*** Opening of Passage provided ***
If you’re looking to avoid getting sick, chances are you’ll steer clear from visiting a hospital or traveling by plane—environments packed with people and their germs. A new study, however, demonstrates that hospital and airplane air are cleaner than we typically imagine.
Researchers analyzed an aircraft air filter, along with face masks worn by travelers and healthcare workers, to investigate the air in airplanes and hospitals. A study published today in the journal Microbiome reveals that the air in both environments primarily hosts harmless microbes usually related to human skin.
“We realized that we could use face masks as a cheap, easy air-sampling device for personal exposures and general exposures,” Erica Hartmann, lead author of the study and an environmental microbiologist at Northwestern University, said in an emailed university statement. “We extracted DNA from those masks and examined the types of bacteria found there. Somewhat unsurprisingly, the bacteria were the types that we would typically associate with indoor air. Indoor air looks like indoor air, which also looks like human skin.”
Used face masks
Overall, Hartmann and her colleagues identified 407 microbial species, such as ordinary skin bacteria and environmental microbes. They also found very few possibly disease-causing microbes without evidence of active infection. Unsurprisingly, the idea for the study dates back to January 2022, at the heart of the covid pandemic. Hartmann received a grant to search for pathogens in airplanes’ cabin filters but realized that investigating high-efficiency particulate air (HEPA) filters might be complicated.
“At the time, there was a serious concern about Covid transmission on planes,” explained Hartmann, an expert on indoor microbiomes. Because HEPA filters are very efficient, “we thought it would be a great way to capture everything in the air. But these filters are not like the filters in our cars or homes.” They are very expensive, and “in order to remove them, workers have to pull the airplane out of service for maintenance. This obviously costs an incredible amount of money, and that was eye opening.”
That was when the team thought of a much cheaper and simpler tool that also captures microbes passively: face masks. As such, the team collected face masks from volunteers who wore them on domestic and international flights. The volunteers also sent face masks that accompanied them on flights but were never worn, for comparison. To investigate the difference between indoor environments, the researchers chose another busy, closed space with heavily filtered air: hospitals. And so they gathered face masks from hospital workers after they’d worn them during a work shift.
Microbe DNA
The researchers analyzed DNA from the exterior of each mask, finding that the air in both environments contains a diverse but mostly harmless blend of microbes, with little evidence of any that might be pathogenic. The samples from both spaces mostly consisted of common bacteria associated with humans, especially ones in indoor air and from our skin. What’s more, the microbes from both environments were very similar, though the amount of each microbe differed slightly. Ultimately, the similarities indicate that microbes in both airplane and hospital air come from the people themselves—notably, their skin, not their sickness—and not the particular environment.
The researchers also found some antibiotic resistance genes associated with major categories of antibiotics. This doesn’t mean there are dangerous microbes floating around, but it does point out the extent to which antibiotic resistance has spread.
Furthermore, “for this study, we solely looked at what’s in the air,” Hartmann concluded. “Hand hygiene remains an effective way to prevent diseases transmission from surfaces. We were interested in what people are exposed to via air, even if they are washing their hands.”
The study should come as good news to everyone looking to fly during the upcoming holidays.
*** Close of Passage provided ***
*** Opening of Data section ***
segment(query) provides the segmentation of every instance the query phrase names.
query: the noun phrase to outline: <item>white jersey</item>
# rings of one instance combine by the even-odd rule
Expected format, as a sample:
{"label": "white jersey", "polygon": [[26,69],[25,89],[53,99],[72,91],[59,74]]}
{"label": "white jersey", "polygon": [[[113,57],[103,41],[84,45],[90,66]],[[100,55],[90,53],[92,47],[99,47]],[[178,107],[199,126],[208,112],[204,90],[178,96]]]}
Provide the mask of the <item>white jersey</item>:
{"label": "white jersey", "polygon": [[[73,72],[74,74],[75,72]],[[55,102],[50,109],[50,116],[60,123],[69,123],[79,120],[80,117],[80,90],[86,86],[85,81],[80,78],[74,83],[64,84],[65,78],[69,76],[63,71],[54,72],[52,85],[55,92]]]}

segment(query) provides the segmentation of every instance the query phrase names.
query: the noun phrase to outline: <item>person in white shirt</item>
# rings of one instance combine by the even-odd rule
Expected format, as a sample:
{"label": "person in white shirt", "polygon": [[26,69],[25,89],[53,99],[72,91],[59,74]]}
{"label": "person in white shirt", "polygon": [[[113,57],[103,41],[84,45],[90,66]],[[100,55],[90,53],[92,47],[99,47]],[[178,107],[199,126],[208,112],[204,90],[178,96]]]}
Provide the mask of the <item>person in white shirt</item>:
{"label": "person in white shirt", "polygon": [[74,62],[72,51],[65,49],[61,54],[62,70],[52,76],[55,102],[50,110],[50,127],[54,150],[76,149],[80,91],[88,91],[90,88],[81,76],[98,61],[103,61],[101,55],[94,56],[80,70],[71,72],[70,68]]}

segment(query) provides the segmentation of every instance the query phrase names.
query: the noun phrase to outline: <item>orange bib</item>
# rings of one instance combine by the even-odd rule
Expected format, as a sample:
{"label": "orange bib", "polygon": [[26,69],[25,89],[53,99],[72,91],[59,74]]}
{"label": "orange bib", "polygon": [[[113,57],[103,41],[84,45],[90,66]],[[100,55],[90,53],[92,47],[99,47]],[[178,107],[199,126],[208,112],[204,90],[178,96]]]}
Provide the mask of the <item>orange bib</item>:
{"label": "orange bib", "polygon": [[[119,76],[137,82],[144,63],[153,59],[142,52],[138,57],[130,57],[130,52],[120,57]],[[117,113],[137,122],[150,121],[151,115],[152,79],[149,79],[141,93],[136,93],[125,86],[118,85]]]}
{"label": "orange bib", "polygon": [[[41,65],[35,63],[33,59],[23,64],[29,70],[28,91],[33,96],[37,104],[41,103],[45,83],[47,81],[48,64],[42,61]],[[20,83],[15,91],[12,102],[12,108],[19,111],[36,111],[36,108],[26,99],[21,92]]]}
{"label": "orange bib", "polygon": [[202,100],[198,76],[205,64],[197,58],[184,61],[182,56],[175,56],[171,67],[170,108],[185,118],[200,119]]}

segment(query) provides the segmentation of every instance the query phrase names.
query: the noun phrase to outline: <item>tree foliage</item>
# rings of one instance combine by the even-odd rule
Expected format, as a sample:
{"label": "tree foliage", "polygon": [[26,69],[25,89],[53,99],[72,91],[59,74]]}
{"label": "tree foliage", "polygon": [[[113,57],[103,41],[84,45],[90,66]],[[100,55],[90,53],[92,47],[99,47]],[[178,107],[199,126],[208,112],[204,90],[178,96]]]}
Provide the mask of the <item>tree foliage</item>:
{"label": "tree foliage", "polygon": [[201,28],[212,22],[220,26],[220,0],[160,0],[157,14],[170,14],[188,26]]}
*** Close of Data section ***
What you should do: Repeat the article on airplane and hospital air word for word, from "If you’re looking" to "we typically imagine.".

Answer:
If you’re looking to avoid getting sick, chances are you’ll steer clear from visiting a hospital or traveling by plane—environments packed with people and their germs. A new study, however, demonstrates that hospital and airplane air are cleaner than we typically imagine.